=== INPUT RECORDS ===

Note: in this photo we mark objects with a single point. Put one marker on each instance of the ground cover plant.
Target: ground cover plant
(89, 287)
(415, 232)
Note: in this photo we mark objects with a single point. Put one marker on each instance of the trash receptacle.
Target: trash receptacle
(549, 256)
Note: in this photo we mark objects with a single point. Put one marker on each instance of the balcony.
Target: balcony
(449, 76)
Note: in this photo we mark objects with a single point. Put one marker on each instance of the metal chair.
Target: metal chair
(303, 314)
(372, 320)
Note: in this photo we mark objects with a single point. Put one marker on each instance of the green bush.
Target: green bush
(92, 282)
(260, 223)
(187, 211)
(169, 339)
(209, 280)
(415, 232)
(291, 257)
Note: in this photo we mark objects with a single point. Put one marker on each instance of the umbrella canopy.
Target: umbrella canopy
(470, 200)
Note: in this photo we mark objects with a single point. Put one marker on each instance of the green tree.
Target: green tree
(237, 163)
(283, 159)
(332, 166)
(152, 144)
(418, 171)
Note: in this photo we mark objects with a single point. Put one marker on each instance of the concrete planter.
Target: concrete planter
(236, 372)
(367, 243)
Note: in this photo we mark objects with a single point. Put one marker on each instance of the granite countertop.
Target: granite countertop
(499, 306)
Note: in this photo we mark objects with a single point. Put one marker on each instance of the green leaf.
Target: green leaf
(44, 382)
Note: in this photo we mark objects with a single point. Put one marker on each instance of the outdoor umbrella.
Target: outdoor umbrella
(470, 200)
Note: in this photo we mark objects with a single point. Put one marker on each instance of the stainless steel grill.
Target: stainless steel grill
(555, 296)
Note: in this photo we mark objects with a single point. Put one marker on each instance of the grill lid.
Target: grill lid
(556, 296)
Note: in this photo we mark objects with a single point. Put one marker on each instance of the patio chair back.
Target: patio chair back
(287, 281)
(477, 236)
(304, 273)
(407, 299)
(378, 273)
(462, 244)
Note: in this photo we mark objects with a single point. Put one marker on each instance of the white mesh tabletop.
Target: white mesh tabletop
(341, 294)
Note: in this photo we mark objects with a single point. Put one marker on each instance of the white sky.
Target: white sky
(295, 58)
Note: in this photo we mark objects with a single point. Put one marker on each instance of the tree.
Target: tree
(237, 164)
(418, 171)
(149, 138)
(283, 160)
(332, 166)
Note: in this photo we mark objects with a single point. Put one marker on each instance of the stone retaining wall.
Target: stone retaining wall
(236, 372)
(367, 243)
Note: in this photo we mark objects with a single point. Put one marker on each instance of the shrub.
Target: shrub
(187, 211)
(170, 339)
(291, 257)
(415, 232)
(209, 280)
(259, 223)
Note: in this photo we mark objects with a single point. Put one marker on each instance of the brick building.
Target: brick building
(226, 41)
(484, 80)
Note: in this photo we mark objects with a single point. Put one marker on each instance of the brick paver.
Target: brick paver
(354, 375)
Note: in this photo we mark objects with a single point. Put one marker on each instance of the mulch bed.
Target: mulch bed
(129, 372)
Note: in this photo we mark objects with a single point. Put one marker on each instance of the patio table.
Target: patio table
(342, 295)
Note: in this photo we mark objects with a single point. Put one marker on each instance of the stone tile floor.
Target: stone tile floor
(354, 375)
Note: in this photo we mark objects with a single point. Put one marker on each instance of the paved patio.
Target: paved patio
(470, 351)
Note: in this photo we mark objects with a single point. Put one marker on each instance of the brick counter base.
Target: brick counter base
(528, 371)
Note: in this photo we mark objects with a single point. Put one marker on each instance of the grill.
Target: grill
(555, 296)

===

Your output should match the records above word for word.

(EXERCISE OUTPUT)
Note: in this photo we mark objects with a single point. Put one marker on each instance of the ground cover plant.
Target: ground cover plant
(89, 287)
(415, 232)
Note: in this photo we mark objects with a single point. Put one marker on each instance of the trash receptacle.
Target: trash receptacle
(549, 256)
Note: in this photo we mark objects with a single point. Put one marker on each instance of the balcony.
Target: balcony
(449, 76)
Note: in this photo we mark objects with a single point. Put one marker on each instance of the metal chair.
Target: metal chair
(303, 314)
(372, 320)
Note: in this photo we mark objects with a single point. Put one marker on each instance of the green bush.
Target: green bush
(92, 282)
(260, 223)
(187, 211)
(169, 339)
(209, 280)
(415, 232)
(291, 257)
Note: in this photo we mark objects with a single point. Put one marker on each instance of the umbrella canopy.
Target: umbrella canopy
(470, 200)
Note: in this photo we mark objects with a single point. Put one marker on each instance of the green tree.
Target: green tree
(237, 163)
(283, 159)
(332, 166)
(152, 144)
(418, 171)
Note: in this photo we mark objects with a single point. Put one marker on each instance of the concrete planter.
Target: concrete planter
(236, 372)
(367, 243)
Note: in this photo we mark objects with a single point. Put one marker on each instance of the granite countertop.
Target: granite countertop
(499, 306)
Note: in this photo we mark objects with a single point. Put one marker on each instance of the green leaf.
Target: green leaf
(44, 382)
Note: in this photo we mark objects with a single point. Put one marker on each instance of the outdoor umbrella.
Target: outdoor umbrella
(470, 200)
Note: in this photo we mark objects with a single point. Put one marker on each instance of the stainless steel grill.
Target: stainless steel grill
(555, 296)
Note: in this photo we mark objects with a single point. Put one marker on each instance of the grill lid.
Target: grill lid
(556, 296)
Note: in this photo we mark objects with a single point. Put one marker on each instance of the patio chair back.
Target: patio chair back
(287, 281)
(477, 236)
(304, 273)
(407, 299)
(378, 273)
(462, 244)
Note: in this photo we mark objects with a single point. Put one marker on each instance of the white mesh tabletop.
Target: white mesh tabletop
(341, 294)
Note: in this photo we mark objects with a single point. Put one marker on each instance of the white sky.
Target: white sky
(295, 58)
Note: in this photo we mark objects with a single point. Put one marker on each instance of the tree.
Target: tree
(237, 164)
(418, 171)
(149, 138)
(283, 160)
(332, 166)
Note: in this photo we mark objects with a single point. Put one marker on each instance of the stone retaining wall.
Target: stone retaining wall
(236, 372)
(367, 243)
Note: in this photo we mark objects with a single point. Put one marker on each instance of the shrub.
Target: shrub
(187, 211)
(170, 339)
(291, 257)
(415, 232)
(209, 280)
(259, 223)
Note: in this photo we mark objects with a single point. Put one marker on each instance of the brick building.
Target: brick building
(226, 41)
(484, 80)
Note: in this photo we mark objects with a single point. Put one marker on each instance of the brick paver.
Target: brick paver
(354, 375)
Note: in this photo we mark objects with a single point. Put one marker on each instance of the mulch bed.
Target: mulch bed
(129, 372)
Note: in this photo we mark objects with a single point. Put one marker on each instance of the patio table.
Target: patio table
(342, 295)
Note: in this photo we mark objects with a single point. Put one marker on each instance of the stone tile floor.
Target: stone tile floor
(354, 375)
Note: in this photo we mark objects with a single point. Put one marker on each instance of the paved patio.
Target: paved patio
(470, 351)
Note: in this photo we mark objects with a single point. Put one marker on each instance of the brick counter base.
Target: brick counter base
(528, 371)
Note: in this photo we mark objects with a single point. Put one marker on each instance of the grill.
Target: grill
(555, 296)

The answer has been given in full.